QUOTED PASSAGE:
======
Sunday, November 25, 2007

Tally Ho! James Gray To Stand Again, Despite Local Tory Opposition


The North Wiltshire MP (like the gift that keeps on giving) has promised to stand again for his seat in the next general election.

Despite the actions of the North Wiltshire Conservative Association to oust him, it looks like it will be up to the residents of that area to have their own go. Mr Gray did say he would mend any "bridges".

Considering members of the association wanted him off the bridge entirely, it'll be up to the voters to push him over the edge and into the water.

Swindon Centric Says ; Well, good luck Mr Gray. If you want to go green, go gray? Doesn't have the nicest of rings to it.

Top Ten Things Heard On Swindon's Buses Last Week ; 30


Click here for the original and still the best at this brilliant idea, here's our own version for Swindon's buses from last week.

10 . But can he afford that kind of expense?

9 . Leeks are hugely underrated.

8 . It was a long dark tunnel, what can I say?

7 . Californication is the new Desperate Housewives.

6 . He just wants to help the police.

5 . Who goes hang gliding these days, not me.

4 . I knew he was going to trip up, like when something falls off a checkout belt, you can see it happening.

3 . A fanta and a packet of wotsits is not the way to start the day.

2 . When it's sunny, it still feels mild.

And the top ten overheard phrase on Swindon's buses from last week is.

1 . I've spent all my money on lead paint covered toys for Christmas, ho ho ho.

Overheard something we've missed? Then let us know.

Get on the bus and get listening!

Tuesday, November 20, 2007

Swindon's Stale Air ; What We Already Knew


Jonathon Porritt, the straight talking environmentalist was in Swindon yesterday, telling the Borough Council that it's not doing things sustainable enough.

This is rather shocking to local residents after the comment by Francis Maude recently that Swindon's authority is an all singing all dancing "model". Mr Porritt added that the council has to "make it work for people and the environment".

Swindon Centric Says ; Lets hope a vast improvement in the track record of refuse and recycling collection happens which would make things "work" for the environment and the people who have to live in it.

James Gray Survives Deselection ; Sir Humphrey Gets Scheming



MP for North Wiltshire, James Gray, survived a deselection bid by the local Conservative Association last night. 181 voted in his favour and 104 against.

This is the same MP who recently refused to say how many staff he employed in his office. Indeed, he didn't say "no comment", he said "it's none of your business".
======
GIVEN RECORDS:
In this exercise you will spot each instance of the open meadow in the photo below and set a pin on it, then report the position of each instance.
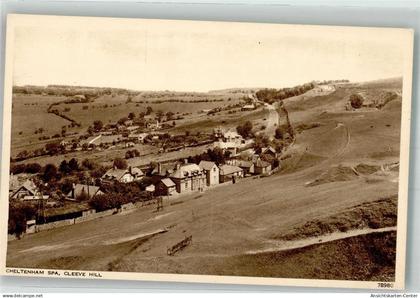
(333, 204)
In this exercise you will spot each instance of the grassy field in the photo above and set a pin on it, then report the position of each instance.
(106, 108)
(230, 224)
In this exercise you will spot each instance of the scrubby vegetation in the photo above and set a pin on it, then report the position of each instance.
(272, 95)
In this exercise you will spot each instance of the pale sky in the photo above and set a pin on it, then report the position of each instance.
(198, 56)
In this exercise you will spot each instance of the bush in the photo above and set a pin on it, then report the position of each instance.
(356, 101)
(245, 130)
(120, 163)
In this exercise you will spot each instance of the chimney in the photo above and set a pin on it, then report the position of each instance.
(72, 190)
======
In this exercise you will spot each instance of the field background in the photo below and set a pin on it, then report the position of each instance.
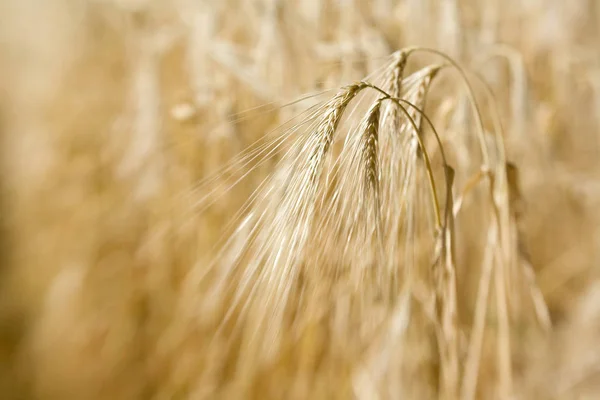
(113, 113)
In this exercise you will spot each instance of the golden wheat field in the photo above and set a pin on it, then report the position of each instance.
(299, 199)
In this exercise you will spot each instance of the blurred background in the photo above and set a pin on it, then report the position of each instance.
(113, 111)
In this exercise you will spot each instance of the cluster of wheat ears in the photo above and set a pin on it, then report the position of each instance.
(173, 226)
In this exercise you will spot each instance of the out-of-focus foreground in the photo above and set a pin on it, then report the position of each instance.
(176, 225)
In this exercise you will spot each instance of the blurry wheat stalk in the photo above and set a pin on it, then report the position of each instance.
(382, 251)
======
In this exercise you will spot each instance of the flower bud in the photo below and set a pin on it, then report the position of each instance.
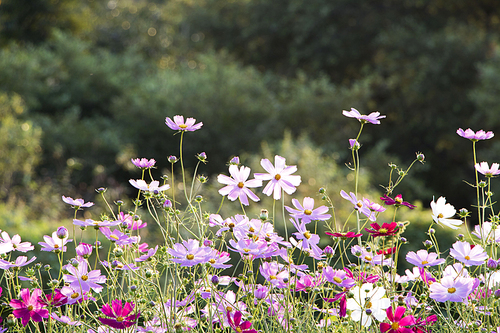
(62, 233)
======
EXERCISE SET:
[A] According to the Swindon blog, how many members voted in James Gray's favor in the deselection bid?
[B] Copy the passage of the Swindon blog word for word, from "6 . He just" up to and including "start the day.".
The entries come from a different source than the Swindon blog.

SOLUTION LIST:
[A] 181

[B]
6 . He just wants to help the police.

5 . Who goes hang gliding these days, not me.

4 . I knew he was going to trip up, like when something falls off a checkout belt, you can see it happening.

3 . A fanta and a packet of wotsits is not the way to start the day.